§ Task statement
Each line shown below should be copied exactly.

§ Collected data
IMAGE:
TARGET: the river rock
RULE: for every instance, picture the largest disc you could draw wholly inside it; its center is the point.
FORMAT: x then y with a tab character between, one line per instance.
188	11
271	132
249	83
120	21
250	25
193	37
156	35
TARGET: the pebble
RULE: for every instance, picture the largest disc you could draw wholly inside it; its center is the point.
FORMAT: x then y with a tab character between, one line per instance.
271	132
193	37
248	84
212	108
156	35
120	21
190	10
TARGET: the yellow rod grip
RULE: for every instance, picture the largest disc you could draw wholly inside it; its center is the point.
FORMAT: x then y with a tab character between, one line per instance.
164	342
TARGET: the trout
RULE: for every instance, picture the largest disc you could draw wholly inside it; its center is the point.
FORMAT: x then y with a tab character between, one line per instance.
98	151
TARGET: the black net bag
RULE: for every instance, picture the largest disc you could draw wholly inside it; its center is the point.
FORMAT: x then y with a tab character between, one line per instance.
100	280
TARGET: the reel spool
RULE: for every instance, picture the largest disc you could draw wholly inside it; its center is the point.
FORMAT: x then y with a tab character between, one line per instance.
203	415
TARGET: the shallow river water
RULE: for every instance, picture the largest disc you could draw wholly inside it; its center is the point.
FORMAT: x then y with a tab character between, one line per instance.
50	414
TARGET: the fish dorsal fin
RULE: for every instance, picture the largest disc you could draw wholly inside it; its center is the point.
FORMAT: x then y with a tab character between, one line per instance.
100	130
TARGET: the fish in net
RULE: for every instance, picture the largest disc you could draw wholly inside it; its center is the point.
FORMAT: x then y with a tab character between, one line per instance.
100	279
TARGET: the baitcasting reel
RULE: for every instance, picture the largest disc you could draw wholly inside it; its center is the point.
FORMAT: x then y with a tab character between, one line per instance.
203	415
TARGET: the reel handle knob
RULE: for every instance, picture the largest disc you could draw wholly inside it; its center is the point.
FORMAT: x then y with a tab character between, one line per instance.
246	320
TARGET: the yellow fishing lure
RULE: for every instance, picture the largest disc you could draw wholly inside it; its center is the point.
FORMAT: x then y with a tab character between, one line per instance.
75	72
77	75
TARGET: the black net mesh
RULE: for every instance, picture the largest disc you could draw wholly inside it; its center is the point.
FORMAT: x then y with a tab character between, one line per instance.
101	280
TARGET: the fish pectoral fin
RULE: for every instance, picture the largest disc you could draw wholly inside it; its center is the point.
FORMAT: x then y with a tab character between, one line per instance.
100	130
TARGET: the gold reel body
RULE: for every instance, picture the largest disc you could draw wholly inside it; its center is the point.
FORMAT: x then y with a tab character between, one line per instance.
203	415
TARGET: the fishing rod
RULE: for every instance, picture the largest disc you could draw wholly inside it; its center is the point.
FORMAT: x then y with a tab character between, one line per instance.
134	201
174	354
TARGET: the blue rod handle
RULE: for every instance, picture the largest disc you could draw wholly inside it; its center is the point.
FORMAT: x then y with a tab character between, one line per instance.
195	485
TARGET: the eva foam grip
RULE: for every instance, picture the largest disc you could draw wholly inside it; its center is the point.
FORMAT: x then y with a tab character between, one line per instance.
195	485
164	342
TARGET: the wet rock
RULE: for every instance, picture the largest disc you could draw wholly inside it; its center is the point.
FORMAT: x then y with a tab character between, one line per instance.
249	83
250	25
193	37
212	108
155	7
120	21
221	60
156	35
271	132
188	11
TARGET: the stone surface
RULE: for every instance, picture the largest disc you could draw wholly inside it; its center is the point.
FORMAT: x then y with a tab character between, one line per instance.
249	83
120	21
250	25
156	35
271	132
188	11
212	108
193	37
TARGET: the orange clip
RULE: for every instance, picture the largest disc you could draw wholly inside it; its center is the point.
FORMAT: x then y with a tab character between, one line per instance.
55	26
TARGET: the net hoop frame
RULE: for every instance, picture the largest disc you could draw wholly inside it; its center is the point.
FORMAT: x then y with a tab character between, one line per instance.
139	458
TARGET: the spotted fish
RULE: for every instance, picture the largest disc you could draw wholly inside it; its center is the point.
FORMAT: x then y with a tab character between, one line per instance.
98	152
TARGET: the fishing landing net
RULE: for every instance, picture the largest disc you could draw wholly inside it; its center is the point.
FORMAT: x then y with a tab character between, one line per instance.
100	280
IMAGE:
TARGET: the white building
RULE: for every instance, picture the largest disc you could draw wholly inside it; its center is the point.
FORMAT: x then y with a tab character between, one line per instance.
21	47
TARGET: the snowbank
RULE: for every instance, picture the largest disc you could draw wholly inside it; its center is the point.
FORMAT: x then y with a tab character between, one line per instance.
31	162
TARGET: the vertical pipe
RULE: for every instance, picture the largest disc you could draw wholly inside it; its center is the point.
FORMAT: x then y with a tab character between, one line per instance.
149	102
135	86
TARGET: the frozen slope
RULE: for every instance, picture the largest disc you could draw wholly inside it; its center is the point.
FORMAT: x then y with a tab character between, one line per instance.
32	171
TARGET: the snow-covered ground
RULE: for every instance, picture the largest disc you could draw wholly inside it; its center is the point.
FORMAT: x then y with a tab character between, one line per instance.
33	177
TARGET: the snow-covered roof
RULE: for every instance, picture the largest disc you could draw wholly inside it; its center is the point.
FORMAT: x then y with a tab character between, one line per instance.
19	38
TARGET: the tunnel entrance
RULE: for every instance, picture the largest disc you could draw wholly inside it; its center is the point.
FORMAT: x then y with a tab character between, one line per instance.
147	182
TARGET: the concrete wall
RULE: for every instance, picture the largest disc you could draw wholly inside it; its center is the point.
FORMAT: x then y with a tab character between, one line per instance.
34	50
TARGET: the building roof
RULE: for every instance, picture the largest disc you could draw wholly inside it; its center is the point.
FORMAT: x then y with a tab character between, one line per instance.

§ Output
IMAGE:
TARGET: the river rock
RULE: for every instance, picture the largest disc you could draw wholly inside it; its center is the point.
FORMAT: x then y with a tab character between, one line per instance.
188	11
271	132
249	83
120	21
250	25
193	37
156	35
TARGET: the pebble
RULE: for every instance, picture the largest disc you could draw wholly inside it; its center is the point.
FORMAT: x then y with a tab character between, one line per instance.
271	132
193	37
248	84
212	108
156	35
120	21
190	10
TARGET: the yellow rod grip
RULE: for every instance, picture the largest disc you could draw wholly inside it; its center is the point.
FORMAT: x then y with a tab character between, one line per instance.
164	342
TARGET: the trout
RULE: for every instance, picture the largest disc you could draw wholly inside it; its center is the point.
FORMAT: x then y with a tab character between, one line per instance.
98	151
TARGET: the black net bag
RULE: for every instance, picture the largest disc you could draw wholly inside it; its center is the point.
FORMAT: x then y with a tab character between, one line per instance.
100	280
TARGET: the reel spool
RULE: for every instance, picture the largest disc you could draw wholly inside it; its center is the point.
FORMAT: x then y with a tab character between, one line per instance.
203	415
TARGET: the shallow river water
RULE: for every instance, picture the largest disc you could draw wholly inside it; its center is the point.
FORMAT: x then y with a tab character between, one line per instance.
50	414
TARGET: the fish dorsal fin
RULE: for every instance, picture the largest disc you could draw wholly inside it; its center is the point.
FORMAT: x then y with a tab character between, one line per instance.
100	130
TARGET: the fish in net
RULE: for every instance, picture the largest disc you could draw wholly inside it; its center is the point.
FORMAT: x then y with a tab character between, one line per instance.
100	279
TARGET: the baitcasting reel
RULE: for every instance, picture the largest disc you could draw wholly inside it; its center is the point.
FORMAT: x then y with a tab character between, one line per instance.
203	415
TARGET: the reel handle knob
RULE: for every instance, picture the largest disc you could draw wholly inside it; its center is the point.
FORMAT: x then y with a tab character between, one line per instance.
246	320
TARGET: the yellow fishing lure
RULE: for every instance, picture the largest disc you could draw wholly inside it; its center is the point.
FORMAT: x then y with a tab character between, one line per instance.
75	72
77	75
TARGET: the black net mesh
RULE: for every instance, picture the largest disc you could draw wholly inside it; its center is the point.
FORMAT: x then y with a tab character between, one line per instance.
101	280
TARGET: the fish pectoral fin
RULE: for every instance, picture the largest disc you could draw wholly inside it; its center is the point.
FORMAT: x then y with a tab character between, one line per instance.
100	130
TARGET: the gold reel body
RULE: for every instance, picture the largest disc you could draw wholly inside it; its center is the point.
FORMAT: x then y with a tab character between, one line per instance.
203	415
TARGET: the fishing rod
RULE: for every instance, picture the largest disc you could draw wholly inside it; its center is the point.
FORMAT: x then y with a tab character between, one line per instance.
134	201
174	354
TARGET: the blue rod handle
RULE: for every instance, picture the largest disc you could draw wholly inside it; its center is the point.
FORMAT: x then y with a tab character between, one line per instance.
195	485
TARGET: the eva foam grip
RULE: for every instance, picture the largest disc you could draw wholly inside it; its center is the point.
FORMAT: x then y with a tab character between, one line per instance.
195	485
164	342
TARGET: the wet rock
RULE: for every instance, picture the largest disc you could draw wholly inside it; its center is the point.
FORMAT: x then y with a tab character between, one line per instance.
249	83
250	25
193	37
212	108
155	7
120	21
221	60
156	35
271	132
188	11
TARGET: the stone surface
RULE: for every instance, picture the largest disc you could draw wholly inside it; its center is the point.
FORMAT: x then y with a tab character between, one line per instance.
249	83
120	21
250	25
156	35
271	132
188	11
212	108
193	37
TARGET: the orange clip
RULE: for every instance, picture the largest disc you could draw wholly inside it; its center is the point.
FORMAT: x then y with a tab character between, one line per instance.
55	26
TARGET: the net hoop frame
RULE: for every instance, picture the largest disc you could draw wholly inside it; its center is the point.
FORMAT: x then y with a tab character between, one line per instance.
139	458
TARGET: the spotted fish
RULE: for every instance, picture the largest disc you could draw wholly inside it; its center is the point.
FORMAT: x then y with a tab character between, one line per instance.
98	152
TARGET: the fishing landing net
RULE: for every instance, picture the largest disc you could draw wholly inside it; its center is the point.
FORMAT: x then y with a tab character between, one line per instance.
100	280
IMAGE:
TARGET: the white building
RULE: for every instance, picture the largest disc you could draw wholly inside it; its center is the point.
FORMAT: x then y with a tab character between, one line per instance.
21	47
TARGET: the snowbank
RULE: for every instance, picture the largest disc you could draw wholly inside it; its center is the point.
FORMAT: x then y with a tab character between, one line per instance.
31	162
TARGET: the vertical pipe
RULE: for every instance, picture the largest disc you could draw wholly inside it; its center is the point.
FORMAT: x then y with a tab character between, one line per instance.
149	102
135	86
TARGET: the frozen slope
RULE: for every instance, picture the largest disc you could draw wholly inside it; its center is the point.
FORMAT: x then y with a tab character between, one line per instance.
32	171
TARGET: the snow-covered ground
RULE: for every instance, picture the largest disc you could draw wholly inside it; its center is the point.
FORMAT: x then y with a tab character between, one line per instance.
33	177
TARGET: the snow-covered roof
RULE: for every instance, picture the largest disc you could draw wholly inside it; its center is the point.
FORMAT: x then y with a tab character between, one line per instance.
19	38
TARGET: the tunnel entrance
RULE: for every instance, picture the largest disc you could draw wholly inside it; its center is the point.
FORMAT: x then y with a tab character between, one line per instance.
147	182
TARGET: the concrete wall
RULE: for every instance, picture the largest disc you could draw wholly inside it; its center is the point.
FORMAT: x then y with a tab character between, one line per instance.
34	50
TARGET: the building roof
RULE: for every instance, picture the largest disc you could draw wholly inside it; its center is the point.
FORMAT: x then y with a tab character between, one line per instance.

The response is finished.